Beginning with the line where "# point at: metal ladder (one per instance)" appears, retype every remaining line of the data below, both the first and last included.

## Begin

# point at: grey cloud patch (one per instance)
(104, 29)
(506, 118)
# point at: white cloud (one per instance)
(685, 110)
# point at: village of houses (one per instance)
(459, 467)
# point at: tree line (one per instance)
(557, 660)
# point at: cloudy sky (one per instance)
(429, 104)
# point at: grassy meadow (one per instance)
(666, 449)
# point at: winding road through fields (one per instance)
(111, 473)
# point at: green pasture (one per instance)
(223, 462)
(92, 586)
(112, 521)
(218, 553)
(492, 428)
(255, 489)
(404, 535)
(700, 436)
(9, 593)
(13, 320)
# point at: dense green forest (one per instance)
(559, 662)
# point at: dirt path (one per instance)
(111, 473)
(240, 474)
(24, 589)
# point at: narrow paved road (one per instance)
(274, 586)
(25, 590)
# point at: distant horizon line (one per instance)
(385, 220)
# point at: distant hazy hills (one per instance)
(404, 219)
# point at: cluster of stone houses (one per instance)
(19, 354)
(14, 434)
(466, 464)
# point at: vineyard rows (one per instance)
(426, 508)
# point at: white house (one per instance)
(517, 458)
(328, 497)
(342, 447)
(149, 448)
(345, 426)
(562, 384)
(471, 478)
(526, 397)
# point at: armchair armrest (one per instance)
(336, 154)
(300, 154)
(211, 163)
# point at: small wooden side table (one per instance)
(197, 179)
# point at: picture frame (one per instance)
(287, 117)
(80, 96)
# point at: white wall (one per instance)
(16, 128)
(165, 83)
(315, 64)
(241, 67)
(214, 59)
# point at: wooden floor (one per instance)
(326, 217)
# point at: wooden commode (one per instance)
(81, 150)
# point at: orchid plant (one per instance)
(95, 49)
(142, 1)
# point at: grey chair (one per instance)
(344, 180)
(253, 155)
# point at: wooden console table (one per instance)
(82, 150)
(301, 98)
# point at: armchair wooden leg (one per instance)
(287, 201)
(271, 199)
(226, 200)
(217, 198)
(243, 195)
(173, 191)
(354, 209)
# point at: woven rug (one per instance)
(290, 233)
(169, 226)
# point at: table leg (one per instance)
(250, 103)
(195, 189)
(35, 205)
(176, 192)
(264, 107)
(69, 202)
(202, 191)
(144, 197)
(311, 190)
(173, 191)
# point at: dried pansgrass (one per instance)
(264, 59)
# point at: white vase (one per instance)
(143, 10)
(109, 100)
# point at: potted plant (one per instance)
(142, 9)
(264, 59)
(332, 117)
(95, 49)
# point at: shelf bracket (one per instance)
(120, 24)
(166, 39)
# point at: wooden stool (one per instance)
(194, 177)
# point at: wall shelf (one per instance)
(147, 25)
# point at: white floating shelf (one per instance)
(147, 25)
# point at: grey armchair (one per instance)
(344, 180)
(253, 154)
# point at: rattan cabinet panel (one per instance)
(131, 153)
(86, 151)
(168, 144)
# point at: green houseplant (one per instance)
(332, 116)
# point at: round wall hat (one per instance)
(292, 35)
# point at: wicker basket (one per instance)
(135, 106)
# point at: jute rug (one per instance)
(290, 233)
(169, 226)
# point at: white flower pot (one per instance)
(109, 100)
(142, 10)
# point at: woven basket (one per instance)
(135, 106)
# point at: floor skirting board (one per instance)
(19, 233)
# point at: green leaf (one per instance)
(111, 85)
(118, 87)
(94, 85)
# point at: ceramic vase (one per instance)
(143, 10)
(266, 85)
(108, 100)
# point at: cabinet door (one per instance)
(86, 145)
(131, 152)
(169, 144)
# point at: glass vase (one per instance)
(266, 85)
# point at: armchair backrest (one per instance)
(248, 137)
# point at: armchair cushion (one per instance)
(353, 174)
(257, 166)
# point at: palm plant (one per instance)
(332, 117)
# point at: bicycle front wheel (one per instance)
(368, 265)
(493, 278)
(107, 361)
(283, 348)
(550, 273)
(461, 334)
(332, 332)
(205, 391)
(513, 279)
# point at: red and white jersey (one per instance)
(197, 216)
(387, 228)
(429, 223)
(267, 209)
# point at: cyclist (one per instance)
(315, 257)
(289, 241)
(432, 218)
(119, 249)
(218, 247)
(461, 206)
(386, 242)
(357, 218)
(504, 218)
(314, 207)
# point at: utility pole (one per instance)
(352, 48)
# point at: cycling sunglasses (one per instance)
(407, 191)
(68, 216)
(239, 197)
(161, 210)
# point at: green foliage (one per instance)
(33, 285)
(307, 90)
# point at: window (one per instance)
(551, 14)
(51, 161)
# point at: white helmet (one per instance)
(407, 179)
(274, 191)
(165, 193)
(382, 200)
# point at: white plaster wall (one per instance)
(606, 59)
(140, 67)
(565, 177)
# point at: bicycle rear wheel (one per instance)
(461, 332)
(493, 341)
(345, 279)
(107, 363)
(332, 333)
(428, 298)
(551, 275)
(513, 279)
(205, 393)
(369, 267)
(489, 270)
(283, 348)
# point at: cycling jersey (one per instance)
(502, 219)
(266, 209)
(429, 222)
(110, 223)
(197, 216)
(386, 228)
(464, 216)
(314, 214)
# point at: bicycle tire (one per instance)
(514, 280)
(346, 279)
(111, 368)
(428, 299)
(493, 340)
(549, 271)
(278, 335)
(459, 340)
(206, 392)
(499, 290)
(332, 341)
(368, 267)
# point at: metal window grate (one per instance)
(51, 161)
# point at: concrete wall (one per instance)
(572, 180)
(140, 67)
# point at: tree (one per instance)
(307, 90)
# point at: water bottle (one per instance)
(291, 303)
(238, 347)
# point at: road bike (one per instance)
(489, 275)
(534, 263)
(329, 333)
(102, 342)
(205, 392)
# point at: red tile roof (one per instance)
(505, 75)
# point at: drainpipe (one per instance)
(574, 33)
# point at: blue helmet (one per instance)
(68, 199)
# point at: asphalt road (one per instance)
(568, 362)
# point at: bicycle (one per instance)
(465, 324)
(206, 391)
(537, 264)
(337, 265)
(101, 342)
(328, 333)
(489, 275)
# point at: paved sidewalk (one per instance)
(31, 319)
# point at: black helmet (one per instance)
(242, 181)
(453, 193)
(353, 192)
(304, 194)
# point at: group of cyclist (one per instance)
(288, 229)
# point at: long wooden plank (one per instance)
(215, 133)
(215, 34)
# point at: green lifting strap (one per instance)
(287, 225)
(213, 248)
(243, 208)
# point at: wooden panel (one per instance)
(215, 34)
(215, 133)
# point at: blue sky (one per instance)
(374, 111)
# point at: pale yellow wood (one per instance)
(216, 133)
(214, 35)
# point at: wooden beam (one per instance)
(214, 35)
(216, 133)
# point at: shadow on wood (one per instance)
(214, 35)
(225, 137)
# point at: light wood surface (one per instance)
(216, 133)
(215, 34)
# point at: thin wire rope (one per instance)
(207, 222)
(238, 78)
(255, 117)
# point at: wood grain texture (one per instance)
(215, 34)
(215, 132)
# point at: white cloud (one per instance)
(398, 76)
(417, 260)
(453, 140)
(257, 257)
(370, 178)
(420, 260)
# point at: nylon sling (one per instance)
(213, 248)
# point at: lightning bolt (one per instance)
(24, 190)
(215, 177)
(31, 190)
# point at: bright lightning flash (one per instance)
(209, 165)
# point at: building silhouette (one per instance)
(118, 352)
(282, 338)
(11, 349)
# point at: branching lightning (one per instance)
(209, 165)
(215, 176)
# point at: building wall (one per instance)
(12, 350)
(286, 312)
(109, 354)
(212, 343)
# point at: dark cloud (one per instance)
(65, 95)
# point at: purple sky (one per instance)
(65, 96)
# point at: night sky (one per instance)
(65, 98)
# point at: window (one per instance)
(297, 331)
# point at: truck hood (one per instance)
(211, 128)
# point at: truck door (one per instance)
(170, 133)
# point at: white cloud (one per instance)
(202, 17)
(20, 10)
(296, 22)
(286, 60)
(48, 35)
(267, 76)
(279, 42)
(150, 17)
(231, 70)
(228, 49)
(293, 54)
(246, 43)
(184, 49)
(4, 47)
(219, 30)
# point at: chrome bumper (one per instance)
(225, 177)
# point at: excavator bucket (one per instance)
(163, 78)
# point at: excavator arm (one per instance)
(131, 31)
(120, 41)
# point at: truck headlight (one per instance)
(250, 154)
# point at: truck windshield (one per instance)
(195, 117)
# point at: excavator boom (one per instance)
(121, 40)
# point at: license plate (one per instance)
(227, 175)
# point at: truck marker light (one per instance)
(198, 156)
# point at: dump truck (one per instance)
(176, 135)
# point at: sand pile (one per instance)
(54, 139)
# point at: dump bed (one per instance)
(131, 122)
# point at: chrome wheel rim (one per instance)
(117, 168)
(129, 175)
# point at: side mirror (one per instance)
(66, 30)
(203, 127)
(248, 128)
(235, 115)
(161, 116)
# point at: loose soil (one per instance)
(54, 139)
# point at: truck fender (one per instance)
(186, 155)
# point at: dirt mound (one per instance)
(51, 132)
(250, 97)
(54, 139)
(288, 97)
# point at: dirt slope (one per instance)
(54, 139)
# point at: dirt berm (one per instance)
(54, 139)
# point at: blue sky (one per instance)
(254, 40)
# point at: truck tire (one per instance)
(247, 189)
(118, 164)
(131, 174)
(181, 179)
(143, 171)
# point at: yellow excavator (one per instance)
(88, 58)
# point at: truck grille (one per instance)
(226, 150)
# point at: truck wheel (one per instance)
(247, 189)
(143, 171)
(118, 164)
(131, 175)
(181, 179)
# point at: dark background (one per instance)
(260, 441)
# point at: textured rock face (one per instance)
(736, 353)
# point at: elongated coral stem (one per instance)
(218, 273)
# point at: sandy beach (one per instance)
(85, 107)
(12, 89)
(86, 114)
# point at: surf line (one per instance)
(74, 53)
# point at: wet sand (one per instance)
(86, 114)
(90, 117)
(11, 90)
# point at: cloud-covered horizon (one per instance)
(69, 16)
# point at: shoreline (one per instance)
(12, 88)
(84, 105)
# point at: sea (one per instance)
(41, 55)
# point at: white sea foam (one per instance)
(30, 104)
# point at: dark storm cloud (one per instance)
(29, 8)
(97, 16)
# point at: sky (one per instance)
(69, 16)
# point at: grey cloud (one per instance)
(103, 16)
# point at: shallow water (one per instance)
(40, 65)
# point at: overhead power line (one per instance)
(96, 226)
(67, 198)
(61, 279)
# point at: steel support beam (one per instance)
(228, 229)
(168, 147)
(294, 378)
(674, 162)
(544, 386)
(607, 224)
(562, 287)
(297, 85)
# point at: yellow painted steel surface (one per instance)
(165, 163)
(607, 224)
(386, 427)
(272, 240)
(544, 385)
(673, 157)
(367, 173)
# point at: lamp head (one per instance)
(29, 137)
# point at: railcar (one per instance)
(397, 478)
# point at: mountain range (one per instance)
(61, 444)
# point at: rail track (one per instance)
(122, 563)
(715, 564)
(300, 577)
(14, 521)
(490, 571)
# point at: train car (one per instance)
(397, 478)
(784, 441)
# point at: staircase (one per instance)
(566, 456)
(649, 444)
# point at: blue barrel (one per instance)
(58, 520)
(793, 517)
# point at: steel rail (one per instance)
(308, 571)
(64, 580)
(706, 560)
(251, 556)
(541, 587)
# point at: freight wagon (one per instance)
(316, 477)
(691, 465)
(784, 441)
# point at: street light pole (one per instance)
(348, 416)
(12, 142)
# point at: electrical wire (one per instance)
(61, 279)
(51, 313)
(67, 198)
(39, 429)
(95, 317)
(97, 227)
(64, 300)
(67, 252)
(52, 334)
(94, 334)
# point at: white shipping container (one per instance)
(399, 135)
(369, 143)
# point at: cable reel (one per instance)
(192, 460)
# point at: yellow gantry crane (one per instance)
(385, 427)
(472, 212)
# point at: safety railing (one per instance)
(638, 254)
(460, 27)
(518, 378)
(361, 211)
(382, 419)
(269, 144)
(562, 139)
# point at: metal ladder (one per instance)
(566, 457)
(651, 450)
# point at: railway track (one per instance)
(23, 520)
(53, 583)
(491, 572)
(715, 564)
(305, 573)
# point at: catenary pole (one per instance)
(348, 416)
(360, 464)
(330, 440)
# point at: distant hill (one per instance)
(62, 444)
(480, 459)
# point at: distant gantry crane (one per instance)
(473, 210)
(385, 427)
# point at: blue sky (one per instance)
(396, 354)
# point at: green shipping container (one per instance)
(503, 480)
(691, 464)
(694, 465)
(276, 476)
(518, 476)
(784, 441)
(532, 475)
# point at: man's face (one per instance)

## End

#### FINISHED EXERCISE
# point at: metal ladder (one per instance)
(566, 457)
(651, 450)
# point at: railway track (one per instance)
(23, 520)
(53, 583)
(491, 572)
(715, 564)
(305, 573)
# point at: catenary pole (one per instance)
(348, 416)
(360, 464)
(330, 440)
# point at: distant hill (one per instance)
(62, 444)
(480, 459)
# point at: distant gantry crane (one per instance)
(473, 210)
(385, 427)
# point at: blue sky (one per instance)
(396, 354)
# point at: green shipping container (one per instance)
(503, 480)
(691, 464)
(694, 465)
(276, 476)
(518, 476)
(784, 441)
(532, 475)
# point at: man's face (one per instance)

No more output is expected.